-- begin Extracted material --

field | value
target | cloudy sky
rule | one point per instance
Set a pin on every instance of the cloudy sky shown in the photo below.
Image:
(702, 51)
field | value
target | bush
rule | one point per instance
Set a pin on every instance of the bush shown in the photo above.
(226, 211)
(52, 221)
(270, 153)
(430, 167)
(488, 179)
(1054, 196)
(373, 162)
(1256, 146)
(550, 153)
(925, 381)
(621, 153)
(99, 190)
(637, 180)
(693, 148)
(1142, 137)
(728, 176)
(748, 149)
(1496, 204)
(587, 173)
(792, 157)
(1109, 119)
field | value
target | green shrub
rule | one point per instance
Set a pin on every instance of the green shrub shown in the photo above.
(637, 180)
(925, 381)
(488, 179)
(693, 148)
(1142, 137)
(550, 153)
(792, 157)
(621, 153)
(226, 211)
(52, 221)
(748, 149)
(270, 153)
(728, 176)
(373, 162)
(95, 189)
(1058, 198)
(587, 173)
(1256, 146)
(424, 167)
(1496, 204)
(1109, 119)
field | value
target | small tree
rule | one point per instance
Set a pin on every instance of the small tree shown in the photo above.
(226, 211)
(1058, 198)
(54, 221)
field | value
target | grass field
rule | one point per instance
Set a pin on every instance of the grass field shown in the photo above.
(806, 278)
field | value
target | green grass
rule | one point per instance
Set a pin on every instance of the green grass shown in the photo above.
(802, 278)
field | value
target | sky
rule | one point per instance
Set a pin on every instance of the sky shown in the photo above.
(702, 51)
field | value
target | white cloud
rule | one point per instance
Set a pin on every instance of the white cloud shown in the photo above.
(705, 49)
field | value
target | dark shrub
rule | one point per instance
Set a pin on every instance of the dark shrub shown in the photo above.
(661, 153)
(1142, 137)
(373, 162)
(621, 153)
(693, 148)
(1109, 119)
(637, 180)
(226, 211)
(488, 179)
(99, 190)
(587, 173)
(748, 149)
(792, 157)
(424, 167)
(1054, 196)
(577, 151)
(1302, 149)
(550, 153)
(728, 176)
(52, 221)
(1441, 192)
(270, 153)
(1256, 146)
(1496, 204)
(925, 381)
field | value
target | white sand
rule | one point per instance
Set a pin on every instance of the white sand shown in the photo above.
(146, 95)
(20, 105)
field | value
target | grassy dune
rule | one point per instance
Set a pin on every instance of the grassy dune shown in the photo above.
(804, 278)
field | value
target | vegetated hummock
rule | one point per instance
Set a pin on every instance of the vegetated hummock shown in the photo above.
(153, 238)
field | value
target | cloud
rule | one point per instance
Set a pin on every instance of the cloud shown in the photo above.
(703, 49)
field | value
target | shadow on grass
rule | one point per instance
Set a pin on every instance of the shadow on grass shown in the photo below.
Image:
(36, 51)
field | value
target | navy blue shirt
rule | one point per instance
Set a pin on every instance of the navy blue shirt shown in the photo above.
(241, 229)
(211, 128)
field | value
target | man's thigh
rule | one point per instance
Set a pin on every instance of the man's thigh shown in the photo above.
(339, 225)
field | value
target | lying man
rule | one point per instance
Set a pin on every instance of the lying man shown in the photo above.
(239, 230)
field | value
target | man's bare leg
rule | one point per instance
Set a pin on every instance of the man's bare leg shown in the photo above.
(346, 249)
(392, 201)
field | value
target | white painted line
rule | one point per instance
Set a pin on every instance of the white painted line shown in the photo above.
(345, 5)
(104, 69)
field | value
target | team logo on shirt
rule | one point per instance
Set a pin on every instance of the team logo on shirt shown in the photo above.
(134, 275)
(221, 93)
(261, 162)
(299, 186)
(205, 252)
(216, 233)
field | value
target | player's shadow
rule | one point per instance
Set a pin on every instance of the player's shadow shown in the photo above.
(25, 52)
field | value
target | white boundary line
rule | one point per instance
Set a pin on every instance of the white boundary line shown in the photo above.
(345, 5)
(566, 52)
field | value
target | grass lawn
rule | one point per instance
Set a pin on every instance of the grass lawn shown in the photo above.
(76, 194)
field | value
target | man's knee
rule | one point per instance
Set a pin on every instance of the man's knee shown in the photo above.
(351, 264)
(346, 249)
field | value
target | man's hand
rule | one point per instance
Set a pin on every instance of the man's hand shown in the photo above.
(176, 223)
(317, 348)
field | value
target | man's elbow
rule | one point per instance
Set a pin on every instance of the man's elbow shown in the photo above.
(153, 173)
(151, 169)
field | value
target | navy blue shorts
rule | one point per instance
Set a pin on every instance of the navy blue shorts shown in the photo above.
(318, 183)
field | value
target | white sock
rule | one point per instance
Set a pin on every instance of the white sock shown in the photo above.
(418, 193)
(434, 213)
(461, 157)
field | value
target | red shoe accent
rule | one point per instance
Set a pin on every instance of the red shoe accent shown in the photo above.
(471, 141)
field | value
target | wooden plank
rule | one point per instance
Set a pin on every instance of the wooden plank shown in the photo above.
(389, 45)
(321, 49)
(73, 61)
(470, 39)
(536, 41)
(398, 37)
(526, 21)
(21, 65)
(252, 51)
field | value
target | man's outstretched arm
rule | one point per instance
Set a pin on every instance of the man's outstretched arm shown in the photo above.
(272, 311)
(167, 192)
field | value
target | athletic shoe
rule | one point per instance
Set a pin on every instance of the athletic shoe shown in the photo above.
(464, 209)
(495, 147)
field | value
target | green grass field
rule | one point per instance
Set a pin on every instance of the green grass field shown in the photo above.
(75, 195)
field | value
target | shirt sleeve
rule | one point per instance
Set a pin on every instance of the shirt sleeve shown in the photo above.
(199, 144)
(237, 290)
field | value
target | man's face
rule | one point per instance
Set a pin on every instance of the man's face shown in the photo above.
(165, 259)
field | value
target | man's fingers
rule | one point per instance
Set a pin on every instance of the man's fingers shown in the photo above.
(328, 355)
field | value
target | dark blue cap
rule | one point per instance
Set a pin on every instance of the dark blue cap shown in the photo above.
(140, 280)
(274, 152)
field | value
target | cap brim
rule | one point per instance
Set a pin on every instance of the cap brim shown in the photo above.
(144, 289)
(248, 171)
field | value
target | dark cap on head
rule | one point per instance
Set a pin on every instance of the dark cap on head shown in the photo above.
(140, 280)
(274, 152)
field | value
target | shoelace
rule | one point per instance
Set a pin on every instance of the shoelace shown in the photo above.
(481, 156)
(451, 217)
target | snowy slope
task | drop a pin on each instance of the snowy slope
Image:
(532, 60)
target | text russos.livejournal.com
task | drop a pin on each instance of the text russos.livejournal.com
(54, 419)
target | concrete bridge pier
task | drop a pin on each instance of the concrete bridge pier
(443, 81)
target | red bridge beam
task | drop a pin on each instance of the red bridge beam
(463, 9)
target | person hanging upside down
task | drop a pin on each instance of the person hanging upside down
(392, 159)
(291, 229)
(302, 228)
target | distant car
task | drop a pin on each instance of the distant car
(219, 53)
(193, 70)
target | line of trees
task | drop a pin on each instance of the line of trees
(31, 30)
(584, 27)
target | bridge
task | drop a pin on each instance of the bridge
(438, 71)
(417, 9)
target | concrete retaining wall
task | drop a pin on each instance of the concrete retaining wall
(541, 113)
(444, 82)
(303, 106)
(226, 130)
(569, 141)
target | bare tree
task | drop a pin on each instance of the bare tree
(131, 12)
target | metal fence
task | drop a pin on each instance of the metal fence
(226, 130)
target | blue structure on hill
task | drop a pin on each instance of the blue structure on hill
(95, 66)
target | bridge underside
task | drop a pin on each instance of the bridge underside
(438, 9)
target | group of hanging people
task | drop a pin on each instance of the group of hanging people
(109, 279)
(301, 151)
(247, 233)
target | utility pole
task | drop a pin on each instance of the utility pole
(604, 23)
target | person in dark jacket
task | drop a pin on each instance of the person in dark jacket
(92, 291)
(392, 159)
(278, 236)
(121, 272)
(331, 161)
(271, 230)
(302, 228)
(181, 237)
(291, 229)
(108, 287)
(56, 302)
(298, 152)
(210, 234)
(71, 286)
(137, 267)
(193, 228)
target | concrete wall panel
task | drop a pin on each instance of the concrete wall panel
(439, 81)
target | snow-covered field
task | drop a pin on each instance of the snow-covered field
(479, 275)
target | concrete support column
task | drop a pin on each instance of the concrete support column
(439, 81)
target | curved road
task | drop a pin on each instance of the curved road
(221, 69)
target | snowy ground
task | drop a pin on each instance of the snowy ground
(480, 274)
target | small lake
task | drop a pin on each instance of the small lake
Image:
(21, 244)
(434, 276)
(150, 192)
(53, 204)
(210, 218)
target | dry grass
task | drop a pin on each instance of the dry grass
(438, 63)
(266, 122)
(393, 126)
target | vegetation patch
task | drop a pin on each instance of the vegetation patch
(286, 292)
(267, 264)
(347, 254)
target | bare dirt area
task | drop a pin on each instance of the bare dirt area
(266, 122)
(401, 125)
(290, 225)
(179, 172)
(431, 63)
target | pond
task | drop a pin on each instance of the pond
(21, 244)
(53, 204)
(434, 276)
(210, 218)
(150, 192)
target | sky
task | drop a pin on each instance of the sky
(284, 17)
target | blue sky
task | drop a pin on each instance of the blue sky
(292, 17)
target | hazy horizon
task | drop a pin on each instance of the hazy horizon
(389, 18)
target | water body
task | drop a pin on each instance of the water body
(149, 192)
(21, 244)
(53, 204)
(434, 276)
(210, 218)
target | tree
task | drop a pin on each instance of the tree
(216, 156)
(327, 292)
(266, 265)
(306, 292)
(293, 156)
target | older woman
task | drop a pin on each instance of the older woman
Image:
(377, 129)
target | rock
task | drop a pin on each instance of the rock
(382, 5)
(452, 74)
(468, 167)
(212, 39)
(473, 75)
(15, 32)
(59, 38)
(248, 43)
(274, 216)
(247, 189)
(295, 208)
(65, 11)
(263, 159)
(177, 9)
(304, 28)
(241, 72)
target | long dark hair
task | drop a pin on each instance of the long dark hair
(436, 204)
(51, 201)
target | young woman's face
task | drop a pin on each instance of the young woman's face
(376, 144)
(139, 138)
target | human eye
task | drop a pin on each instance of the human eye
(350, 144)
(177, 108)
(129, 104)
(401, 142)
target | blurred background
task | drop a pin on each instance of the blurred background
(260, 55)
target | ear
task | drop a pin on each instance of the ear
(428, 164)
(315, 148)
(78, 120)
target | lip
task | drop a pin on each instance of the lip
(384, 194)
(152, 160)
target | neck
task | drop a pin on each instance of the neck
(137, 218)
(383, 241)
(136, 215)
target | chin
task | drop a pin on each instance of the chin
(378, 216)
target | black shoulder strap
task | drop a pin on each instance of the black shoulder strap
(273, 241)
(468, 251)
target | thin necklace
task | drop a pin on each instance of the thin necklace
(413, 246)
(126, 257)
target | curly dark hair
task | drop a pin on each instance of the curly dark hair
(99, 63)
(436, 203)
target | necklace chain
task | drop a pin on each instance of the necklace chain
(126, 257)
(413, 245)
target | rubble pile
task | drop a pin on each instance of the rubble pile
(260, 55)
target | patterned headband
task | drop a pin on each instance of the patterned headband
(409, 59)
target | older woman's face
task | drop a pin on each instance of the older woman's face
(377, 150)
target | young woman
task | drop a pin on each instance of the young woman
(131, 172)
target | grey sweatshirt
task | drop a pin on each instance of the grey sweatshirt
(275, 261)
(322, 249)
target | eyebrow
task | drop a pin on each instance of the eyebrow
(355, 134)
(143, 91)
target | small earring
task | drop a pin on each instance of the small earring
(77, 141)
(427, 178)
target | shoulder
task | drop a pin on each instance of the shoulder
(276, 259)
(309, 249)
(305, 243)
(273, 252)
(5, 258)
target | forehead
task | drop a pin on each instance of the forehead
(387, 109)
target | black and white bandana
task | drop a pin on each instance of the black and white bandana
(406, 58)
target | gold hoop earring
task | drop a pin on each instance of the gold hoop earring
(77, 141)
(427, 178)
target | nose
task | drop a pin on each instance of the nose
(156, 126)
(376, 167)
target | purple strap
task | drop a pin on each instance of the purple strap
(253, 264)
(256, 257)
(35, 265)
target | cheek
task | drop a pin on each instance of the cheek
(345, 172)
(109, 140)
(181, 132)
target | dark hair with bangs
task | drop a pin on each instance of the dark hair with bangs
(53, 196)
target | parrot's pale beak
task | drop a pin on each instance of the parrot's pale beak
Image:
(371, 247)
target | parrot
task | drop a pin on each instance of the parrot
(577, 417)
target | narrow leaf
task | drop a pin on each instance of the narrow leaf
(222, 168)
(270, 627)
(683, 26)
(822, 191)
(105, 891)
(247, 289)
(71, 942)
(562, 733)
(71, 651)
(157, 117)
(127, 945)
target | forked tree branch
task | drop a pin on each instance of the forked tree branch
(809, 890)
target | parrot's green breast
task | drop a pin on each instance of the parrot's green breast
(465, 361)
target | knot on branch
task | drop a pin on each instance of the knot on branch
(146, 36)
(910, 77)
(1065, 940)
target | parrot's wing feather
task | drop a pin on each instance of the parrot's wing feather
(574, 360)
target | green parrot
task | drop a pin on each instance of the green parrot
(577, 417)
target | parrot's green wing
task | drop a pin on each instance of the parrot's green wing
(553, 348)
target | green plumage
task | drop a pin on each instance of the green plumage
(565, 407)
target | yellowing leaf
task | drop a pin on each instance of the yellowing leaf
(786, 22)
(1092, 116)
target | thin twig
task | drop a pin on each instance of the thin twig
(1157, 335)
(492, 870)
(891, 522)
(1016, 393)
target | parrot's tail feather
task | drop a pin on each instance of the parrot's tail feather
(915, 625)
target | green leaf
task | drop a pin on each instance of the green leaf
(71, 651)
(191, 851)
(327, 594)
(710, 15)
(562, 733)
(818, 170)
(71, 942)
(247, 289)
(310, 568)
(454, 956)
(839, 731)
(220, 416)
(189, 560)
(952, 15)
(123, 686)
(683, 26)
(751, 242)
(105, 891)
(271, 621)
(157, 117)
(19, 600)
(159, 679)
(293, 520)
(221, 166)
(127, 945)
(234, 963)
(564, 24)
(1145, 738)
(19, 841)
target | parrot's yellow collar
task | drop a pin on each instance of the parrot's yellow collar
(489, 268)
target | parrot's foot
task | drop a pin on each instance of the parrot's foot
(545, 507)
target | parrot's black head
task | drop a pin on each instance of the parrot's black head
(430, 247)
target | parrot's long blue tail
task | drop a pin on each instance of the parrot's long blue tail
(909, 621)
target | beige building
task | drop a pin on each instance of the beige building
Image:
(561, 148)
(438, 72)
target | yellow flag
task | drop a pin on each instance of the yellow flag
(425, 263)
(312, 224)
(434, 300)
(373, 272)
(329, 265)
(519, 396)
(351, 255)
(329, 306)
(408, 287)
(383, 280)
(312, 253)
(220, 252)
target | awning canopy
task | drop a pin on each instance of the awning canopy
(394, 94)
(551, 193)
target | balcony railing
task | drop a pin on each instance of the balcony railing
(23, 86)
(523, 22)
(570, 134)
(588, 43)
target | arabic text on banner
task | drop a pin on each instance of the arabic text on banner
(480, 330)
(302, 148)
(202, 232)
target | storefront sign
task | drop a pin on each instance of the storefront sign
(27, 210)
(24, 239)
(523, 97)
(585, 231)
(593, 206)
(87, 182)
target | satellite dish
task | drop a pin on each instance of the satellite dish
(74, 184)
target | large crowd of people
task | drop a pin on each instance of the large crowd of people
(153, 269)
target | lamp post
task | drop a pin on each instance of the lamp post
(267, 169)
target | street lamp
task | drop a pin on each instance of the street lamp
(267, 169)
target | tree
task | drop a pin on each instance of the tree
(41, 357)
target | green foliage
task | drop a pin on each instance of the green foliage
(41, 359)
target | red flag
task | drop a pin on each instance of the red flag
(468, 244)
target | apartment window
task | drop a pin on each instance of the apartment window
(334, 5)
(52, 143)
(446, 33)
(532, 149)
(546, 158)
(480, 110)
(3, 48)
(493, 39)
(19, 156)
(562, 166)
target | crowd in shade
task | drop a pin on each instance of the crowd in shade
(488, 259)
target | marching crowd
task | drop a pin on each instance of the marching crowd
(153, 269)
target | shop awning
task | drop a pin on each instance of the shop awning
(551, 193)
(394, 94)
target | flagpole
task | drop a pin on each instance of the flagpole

-- end Extracted material --

- Aim
Return precisely the lines of the records, starting with the line that holds "target | lamp post" and ending with the last one.

- Result of the task
target | lamp post
task | drop a pin on each instance of the lamp post
(267, 169)
target | street lamp
task | drop a pin on each instance of the street lamp
(267, 169)
target | tree
task | drop a pin on each instance of the tree
(41, 357)
target | green foliage
task | drop a pin on each instance of the green foliage
(41, 359)
target | red flag
task | drop a pin on each instance of the red flag
(468, 244)
target | apartment window
task | drop a pin on each instance of the apartment window
(334, 5)
(52, 143)
(446, 33)
(532, 149)
(546, 158)
(480, 110)
(3, 48)
(493, 39)
(19, 156)
(562, 166)
target | crowd in shade
task | drop a pin on each instance of the crowd in shade
(488, 259)
target | marching crowd
task | drop a pin on each instance of the marching crowd
(153, 269)
target | shop awning
task | drop a pin on each instance of the shop awning
(551, 193)
(394, 94)
target | flagpole
task | drop a pin on each instance of the flagpole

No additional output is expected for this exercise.